WORK ORDER: Report how many lines in the records carry the string "canopy", and give no further text.

Referring expression data:
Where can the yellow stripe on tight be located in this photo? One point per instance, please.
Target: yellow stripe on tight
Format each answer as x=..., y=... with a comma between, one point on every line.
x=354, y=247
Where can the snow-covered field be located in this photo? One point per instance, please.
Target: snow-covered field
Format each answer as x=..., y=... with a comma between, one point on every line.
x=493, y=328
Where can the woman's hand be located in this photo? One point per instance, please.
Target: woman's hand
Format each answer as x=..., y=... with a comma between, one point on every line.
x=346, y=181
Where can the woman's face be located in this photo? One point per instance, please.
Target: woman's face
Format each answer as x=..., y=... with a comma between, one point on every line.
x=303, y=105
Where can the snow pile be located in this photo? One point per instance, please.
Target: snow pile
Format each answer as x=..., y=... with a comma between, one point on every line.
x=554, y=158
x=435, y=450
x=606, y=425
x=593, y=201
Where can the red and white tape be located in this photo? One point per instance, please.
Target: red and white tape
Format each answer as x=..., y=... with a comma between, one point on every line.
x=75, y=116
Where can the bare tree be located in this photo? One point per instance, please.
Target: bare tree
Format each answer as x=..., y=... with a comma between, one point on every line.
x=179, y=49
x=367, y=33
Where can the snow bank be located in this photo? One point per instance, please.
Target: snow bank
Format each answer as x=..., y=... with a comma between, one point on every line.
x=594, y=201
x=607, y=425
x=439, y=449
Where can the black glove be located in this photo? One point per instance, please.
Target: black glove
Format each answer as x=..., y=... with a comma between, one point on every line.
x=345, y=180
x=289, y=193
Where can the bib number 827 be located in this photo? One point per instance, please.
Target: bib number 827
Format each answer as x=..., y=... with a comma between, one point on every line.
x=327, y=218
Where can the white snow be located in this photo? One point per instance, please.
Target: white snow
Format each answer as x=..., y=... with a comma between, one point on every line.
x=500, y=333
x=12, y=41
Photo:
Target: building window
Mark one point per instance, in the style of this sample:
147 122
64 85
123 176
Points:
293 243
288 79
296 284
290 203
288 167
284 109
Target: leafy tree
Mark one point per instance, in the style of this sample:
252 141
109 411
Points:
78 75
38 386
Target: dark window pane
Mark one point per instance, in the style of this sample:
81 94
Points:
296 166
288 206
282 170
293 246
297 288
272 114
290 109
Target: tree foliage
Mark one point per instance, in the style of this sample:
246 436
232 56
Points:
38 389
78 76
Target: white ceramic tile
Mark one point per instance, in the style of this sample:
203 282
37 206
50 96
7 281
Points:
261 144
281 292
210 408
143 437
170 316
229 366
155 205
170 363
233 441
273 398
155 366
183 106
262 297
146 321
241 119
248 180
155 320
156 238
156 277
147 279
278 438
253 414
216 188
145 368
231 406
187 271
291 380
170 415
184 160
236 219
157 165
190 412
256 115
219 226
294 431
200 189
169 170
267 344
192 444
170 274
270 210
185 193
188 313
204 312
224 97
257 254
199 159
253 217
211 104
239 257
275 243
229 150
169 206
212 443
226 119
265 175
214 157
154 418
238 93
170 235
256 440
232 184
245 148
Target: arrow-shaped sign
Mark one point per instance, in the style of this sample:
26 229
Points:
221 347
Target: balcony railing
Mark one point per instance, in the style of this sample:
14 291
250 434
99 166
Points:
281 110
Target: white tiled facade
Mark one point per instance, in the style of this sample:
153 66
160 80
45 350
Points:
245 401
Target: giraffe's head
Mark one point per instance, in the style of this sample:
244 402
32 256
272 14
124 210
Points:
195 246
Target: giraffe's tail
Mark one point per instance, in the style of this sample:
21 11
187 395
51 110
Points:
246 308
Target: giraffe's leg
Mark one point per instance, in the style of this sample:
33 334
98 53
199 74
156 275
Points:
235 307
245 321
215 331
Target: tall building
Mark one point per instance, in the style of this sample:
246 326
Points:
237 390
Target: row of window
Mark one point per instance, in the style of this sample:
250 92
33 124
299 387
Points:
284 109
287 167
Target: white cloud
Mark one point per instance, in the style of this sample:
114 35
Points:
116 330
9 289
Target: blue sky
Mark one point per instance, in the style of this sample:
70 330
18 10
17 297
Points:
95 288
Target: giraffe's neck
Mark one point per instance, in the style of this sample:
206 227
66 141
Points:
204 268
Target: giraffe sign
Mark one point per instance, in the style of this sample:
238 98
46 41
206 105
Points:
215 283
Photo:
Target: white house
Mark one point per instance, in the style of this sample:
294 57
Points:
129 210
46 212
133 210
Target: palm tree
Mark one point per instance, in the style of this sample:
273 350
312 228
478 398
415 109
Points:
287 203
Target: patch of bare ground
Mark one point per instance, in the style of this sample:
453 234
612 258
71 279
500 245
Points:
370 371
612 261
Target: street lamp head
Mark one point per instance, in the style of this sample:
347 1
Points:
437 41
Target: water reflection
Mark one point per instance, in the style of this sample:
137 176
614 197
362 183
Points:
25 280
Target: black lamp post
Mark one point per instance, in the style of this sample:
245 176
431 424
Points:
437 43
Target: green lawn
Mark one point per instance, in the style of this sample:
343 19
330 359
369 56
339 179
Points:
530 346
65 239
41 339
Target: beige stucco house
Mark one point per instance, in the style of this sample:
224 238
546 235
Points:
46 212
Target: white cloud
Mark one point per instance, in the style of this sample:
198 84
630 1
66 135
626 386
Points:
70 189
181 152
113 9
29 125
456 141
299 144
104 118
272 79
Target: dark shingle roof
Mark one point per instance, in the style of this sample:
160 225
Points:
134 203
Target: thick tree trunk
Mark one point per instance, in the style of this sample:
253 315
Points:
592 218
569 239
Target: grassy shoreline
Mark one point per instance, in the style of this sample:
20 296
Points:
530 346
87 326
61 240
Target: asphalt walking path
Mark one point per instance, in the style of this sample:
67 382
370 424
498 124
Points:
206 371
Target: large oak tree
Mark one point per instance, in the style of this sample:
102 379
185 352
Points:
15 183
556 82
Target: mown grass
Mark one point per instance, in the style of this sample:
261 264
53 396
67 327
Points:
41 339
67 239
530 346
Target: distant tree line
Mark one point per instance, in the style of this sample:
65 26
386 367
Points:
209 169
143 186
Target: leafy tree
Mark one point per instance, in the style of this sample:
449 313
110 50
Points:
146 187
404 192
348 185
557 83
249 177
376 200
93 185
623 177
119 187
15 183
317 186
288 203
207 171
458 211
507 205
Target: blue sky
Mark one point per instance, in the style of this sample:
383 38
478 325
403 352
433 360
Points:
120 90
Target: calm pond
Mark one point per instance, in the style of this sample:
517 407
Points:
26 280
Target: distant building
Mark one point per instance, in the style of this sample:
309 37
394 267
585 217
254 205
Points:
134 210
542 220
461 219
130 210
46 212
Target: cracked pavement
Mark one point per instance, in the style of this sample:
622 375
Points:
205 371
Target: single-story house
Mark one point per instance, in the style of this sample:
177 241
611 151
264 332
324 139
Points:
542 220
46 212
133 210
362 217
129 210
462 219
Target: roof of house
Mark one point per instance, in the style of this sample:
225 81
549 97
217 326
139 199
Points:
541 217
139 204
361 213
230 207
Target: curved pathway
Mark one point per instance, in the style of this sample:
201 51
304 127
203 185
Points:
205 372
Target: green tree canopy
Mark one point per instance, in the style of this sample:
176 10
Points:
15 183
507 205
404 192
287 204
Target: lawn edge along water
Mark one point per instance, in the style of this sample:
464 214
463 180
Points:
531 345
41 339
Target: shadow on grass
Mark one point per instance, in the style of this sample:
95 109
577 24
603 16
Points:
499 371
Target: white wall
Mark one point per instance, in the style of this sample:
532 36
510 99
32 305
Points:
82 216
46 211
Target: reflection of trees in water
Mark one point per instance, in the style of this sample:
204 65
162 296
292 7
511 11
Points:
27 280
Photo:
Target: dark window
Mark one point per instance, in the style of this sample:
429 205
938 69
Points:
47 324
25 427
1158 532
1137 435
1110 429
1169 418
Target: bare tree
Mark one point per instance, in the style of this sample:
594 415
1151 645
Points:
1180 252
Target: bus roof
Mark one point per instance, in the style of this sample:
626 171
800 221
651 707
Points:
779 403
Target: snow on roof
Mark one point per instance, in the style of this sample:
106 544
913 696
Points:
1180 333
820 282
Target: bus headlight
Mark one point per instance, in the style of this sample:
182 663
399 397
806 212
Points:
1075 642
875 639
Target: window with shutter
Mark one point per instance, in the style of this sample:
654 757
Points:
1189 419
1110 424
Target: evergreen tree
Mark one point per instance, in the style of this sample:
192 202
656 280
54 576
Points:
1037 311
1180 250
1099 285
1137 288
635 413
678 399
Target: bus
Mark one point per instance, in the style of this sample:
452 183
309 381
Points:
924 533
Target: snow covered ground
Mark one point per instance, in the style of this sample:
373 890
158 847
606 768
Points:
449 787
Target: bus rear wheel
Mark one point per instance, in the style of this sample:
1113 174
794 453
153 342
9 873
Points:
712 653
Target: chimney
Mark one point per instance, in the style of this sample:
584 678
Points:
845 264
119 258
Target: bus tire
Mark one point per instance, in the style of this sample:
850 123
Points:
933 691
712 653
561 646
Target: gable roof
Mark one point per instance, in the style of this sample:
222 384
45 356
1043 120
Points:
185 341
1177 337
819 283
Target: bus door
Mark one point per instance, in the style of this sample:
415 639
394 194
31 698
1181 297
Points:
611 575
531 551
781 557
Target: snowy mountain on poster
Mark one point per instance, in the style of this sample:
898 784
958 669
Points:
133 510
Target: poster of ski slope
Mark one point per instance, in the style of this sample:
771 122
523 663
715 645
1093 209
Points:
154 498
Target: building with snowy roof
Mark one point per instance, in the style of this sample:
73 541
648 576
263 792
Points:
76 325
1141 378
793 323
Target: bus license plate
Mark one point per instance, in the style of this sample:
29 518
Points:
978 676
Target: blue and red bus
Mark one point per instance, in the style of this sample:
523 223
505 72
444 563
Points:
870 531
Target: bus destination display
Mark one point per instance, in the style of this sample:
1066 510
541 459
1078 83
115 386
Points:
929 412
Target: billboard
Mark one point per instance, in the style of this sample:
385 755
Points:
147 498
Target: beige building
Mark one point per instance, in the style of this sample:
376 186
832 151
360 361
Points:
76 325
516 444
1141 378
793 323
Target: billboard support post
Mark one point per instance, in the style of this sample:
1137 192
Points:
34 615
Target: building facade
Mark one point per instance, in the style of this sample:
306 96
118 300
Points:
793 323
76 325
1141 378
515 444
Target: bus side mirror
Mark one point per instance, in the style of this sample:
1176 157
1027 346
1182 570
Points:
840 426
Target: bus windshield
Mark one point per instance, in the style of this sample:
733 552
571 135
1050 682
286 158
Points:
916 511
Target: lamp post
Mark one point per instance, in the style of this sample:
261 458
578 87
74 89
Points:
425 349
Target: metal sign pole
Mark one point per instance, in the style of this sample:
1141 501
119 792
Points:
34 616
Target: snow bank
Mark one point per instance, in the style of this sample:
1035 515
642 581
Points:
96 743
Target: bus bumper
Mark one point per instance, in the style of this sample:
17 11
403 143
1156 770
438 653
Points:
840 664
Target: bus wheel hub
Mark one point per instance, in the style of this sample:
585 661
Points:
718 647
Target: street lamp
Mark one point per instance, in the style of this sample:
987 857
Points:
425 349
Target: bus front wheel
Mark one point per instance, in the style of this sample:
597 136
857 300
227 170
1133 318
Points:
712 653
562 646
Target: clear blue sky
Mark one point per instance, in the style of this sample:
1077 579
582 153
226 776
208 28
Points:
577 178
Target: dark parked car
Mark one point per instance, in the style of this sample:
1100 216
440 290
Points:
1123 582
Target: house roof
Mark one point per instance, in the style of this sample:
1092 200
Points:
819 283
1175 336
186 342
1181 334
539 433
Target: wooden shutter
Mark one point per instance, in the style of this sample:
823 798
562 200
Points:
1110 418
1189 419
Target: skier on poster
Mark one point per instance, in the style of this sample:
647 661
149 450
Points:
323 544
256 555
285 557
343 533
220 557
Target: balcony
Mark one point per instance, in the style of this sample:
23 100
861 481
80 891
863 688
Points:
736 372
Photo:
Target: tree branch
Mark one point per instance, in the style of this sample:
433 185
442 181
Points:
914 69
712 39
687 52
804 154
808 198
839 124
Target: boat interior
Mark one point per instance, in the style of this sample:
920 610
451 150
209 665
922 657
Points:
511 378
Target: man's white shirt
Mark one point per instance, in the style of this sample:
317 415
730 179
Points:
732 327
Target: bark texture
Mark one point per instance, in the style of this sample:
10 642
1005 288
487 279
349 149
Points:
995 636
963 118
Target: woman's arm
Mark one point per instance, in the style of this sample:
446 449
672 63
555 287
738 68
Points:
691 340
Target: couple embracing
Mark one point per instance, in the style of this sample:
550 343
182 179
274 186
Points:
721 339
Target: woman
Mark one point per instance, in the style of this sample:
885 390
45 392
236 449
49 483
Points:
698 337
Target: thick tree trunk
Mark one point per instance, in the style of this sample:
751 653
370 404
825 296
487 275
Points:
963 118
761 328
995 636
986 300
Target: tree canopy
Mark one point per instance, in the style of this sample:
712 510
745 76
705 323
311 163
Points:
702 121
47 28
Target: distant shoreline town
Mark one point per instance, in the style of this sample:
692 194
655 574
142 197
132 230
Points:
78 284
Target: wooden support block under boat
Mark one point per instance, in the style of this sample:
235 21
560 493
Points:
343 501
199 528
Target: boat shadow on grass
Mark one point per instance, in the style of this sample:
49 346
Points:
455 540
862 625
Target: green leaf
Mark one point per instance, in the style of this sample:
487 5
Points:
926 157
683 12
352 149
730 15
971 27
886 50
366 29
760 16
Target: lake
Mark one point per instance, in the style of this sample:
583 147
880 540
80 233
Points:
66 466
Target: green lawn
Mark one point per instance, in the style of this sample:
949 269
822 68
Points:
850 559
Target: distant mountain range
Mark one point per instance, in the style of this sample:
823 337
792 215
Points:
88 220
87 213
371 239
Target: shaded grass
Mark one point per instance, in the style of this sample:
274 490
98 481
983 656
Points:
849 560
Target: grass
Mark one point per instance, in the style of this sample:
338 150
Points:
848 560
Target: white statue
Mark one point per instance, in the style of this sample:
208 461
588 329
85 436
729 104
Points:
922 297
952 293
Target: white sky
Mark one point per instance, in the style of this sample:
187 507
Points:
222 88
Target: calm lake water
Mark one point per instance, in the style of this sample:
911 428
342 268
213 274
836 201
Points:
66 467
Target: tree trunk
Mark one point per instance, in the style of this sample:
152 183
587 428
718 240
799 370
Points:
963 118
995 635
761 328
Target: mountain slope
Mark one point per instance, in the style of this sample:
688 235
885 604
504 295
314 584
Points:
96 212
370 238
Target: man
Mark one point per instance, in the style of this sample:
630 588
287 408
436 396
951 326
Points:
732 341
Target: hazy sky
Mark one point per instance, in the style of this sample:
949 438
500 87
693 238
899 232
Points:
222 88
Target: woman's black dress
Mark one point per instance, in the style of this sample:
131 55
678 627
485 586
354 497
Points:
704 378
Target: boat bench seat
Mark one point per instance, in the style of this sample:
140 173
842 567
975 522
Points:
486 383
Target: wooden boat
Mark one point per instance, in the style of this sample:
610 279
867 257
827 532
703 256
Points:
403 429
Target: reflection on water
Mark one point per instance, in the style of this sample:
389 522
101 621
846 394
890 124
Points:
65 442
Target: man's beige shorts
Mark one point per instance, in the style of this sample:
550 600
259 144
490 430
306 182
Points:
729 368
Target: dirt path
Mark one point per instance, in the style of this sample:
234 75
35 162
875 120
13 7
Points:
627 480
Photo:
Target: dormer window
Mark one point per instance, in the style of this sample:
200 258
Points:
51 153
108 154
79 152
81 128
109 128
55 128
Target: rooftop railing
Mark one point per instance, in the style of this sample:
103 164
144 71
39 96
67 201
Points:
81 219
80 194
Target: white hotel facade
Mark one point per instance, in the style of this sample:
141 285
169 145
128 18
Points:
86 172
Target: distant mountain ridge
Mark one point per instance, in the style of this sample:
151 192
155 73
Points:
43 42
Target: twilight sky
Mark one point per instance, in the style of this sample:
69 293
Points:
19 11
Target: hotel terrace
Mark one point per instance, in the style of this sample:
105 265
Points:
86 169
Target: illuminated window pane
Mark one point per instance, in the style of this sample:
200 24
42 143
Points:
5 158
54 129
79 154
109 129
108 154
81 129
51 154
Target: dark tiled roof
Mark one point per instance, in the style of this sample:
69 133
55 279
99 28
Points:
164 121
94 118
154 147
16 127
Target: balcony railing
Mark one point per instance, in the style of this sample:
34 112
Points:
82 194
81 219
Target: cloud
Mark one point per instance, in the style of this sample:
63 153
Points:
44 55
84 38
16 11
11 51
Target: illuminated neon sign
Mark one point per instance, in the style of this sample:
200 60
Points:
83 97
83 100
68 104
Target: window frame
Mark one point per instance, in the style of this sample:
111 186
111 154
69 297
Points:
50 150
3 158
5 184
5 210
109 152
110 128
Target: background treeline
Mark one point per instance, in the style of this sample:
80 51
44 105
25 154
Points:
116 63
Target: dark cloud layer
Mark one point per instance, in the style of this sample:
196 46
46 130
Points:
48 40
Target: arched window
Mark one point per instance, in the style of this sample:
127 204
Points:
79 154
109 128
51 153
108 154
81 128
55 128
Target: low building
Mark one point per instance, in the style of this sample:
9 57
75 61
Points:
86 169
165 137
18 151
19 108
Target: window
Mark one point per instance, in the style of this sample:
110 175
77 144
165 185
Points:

RESPONSE TO THIS TASK: 2